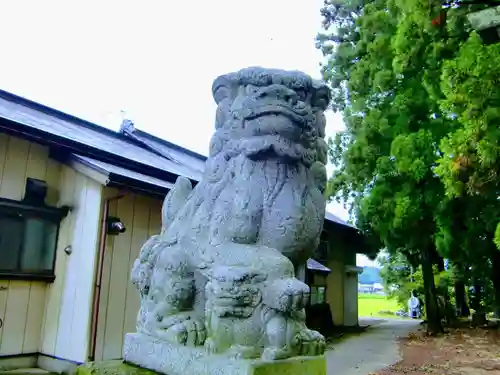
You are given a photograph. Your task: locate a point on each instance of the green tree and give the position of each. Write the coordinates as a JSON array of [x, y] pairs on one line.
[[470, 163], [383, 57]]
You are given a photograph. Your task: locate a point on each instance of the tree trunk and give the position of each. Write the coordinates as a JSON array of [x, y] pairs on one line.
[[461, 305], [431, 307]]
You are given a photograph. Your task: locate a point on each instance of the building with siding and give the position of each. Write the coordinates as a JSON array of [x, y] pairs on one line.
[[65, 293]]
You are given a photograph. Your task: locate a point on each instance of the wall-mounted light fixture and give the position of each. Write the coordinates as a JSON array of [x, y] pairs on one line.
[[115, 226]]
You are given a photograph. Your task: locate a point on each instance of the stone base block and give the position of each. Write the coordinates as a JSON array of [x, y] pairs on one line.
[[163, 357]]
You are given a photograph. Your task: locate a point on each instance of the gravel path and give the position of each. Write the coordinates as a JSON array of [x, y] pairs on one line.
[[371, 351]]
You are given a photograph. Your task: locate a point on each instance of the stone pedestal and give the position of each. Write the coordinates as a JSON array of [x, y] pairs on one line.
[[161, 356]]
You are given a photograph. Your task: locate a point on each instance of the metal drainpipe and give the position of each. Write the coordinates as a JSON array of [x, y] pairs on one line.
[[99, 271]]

# Problem to solve
Repeat the full listing above exactly, with no pictures in the copy.

# Full response
You are given a photograph. Your task: locate a point on each instance of the green tree and give the position of each. Write the coordinates as a JSON array of [x, y] pairs on one line.
[[470, 163], [383, 57]]
You are given a photograph. Your task: locate a point on each instance of the tree trunk and give the position of each. Write the coordinates as a JSON array of [x, y] pairs on one line.
[[461, 305], [431, 307]]
You are given a photograph. Your task: locate a point on each instance of the building with siding and give the position of each. Write the coordinates as a JSON array of [x, y] pairs on one line.
[[65, 293]]
You are given a photograph. Your task: locate a point on each instance of the wall-mounted light fixture and give the position of each. Write the coordinates as a JSON array of [x, y] pairs on one line.
[[115, 226]]
You are given a photograph. Your task: locate a point on each instance of the stone base block and give the position of each. Write the coordinates as a JSON array of [x, y] pairs on one line.
[[163, 357]]
You are given a photograph. Your task: locate a point on each instance of the gravel path and give the position of each. Write the coordinates as a JSON array of [x, y] pairs on one line.
[[371, 351]]
You are given a photograph. Your task: locate a point on each instance of the stone pedestal and give the position of each. Write the coordinates as a JSON array of [x, y] pairs on one line.
[[161, 356]]
You are given a photograph. Your task: locate a point on each instance of the metal drainpipe and give the position of each. Write the coordinates as a JSON array of [x, y] pairs on one line.
[[99, 271]]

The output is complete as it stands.